## Prompt A
Reproduce the part of the Wilco album review below that begins at the words "You certainly can" and stops after the words "fake British accent.", keeping every word unchanged.
━━ Extract to read
Jump to Content

Waxed - Record Review from Issue #52 July-Aug 2004

Wilco

A Ghost Is Born (Nonesuch)

“I keep on singing

Your eyes, they just roll

It sounds like someone else’s song

From a long time ago”

– Jeff Tweedy, “Someone Else’s Song”

It’s tempting at times to take Tweedy at his word, even knowing his penchant for obfuscation and sarcasm. Sure, he’s made a series of great-sounding, if ever more pretentious, albums since Uncle Tupelo’s dissolution ten years ago. But it’s telling that his best records since then have been the Mermaid Avenue volumes, projects for which he helped supply melodies for someone else’s lyrics.

You certainly can play spot-the-influences with Wilco’s new album. The leadoff track, “At Least That’s What You Said”, goes from dissonant, subdued piano a la Sister Lovers to dissonant, arc-welding guitar a la Sleeps With Angels. Track two, “Hell Is Chrome”, is elegiac, mid-tempo piano rock a la Mott The Hoople, while track three, the ten-minute-plus “Spiders”, is metronomic Krautrock in search of Daydream Nation. Track four, “Muzzle Of Bees”, sounds like an outtake from Pink Moon; number five, “Hummingbird”, is baroque pop classicism lifted from Magical Mystery Tour, complete with a fake British accent.

OK, I’ll stop. Besides, the less said about “Less Than You Think”, the smirking, half-hour Eno homage, the better (and doubtless the bald one would agree). This isn’t to say that much of the new Wilco record isn’t beautifully executed and preserved — big shout-out to engineer Chris Shaw for the latter; it’s just not very fresh.

Rock of course needn’t be original to be good, as the Strokes and the White Stripes most recently (and famously) have reminded us. And it certainly helps if the music is felt, deeply if possible, and Tweedy’s latest batch of songs definitely is that — too much so, perhaps.

The album’s leitmotif concerns finding one’s place in the world, and from his migraines and anxiety attacks to his record-label hassles and recent stint in rehab for addiction to painkillers, Tweedy has reason to be searching his soul. Trouble is, his revelations are bereft of insight. “I’m a wheel,” he announces, rather prosaically on one song. “I’m an ocean of emotion,” he chirps on another.
━━━━
## Prompt B
Update all the records that follow by replacing "innermost" with "central" wherever it occurs and keeping everything else the same. Leave the pictures out of your answer.
━━ Records to process
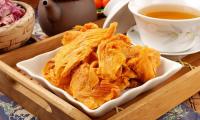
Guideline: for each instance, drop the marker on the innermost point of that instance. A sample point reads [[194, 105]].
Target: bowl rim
[[29, 13]]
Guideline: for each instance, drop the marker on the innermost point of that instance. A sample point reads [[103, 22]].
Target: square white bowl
[[35, 65]]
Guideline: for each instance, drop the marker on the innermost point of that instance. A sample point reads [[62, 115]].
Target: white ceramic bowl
[[34, 66]]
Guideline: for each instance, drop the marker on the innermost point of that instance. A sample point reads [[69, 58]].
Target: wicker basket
[[16, 34]]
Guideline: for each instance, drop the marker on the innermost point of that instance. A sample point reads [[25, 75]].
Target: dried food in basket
━━━━
## Output A
You certainly can play spot-the-influences with Wilco’s new album. The leadoff track, “At Least That’s What You Said”, goes from dissonant, subdued piano a la Sister Lovers to dissonant, arc-welding guitar a la Sleeps With Angels. Track two, “Hell Is Chrome”, is elegiac, mid-tempo piano rock a la Mott The Hoople, while track three, the ten-minute-plus “Spiders”, is metronomic Krautrock in search of Daydream Nation. Track four, “Muzzle Of Bees”, sounds like an outtake from Pink Moon; number five, “Hummingbird”, is baroque pop classicism lifted from Magical Mystery Tour, complete with a fake British accent.

## Output B
Guideline: for each instance, drop the marker on the central point of that instance. A sample point reads [[194, 105]].
Target: bowl rim
[[29, 13]]
Guideline: for each instance, drop the marker on the central point of that instance. A sample point reads [[103, 22]].
Target: square white bowl
[[35, 65]]
Guideline: for each instance, drop the marker on the central point of that instance. A sample point reads [[62, 115]].
Target: white ceramic bowl
[[34, 66]]
Guideline: for each instance, drop the marker on the central point of that instance. A sample point reads [[69, 58]].
Target: wicker basket
[[16, 34]]
Guideline: for each instance, drop the marker on the central point of that instance. A sample point reads [[25, 75]].
Target: dried food in basket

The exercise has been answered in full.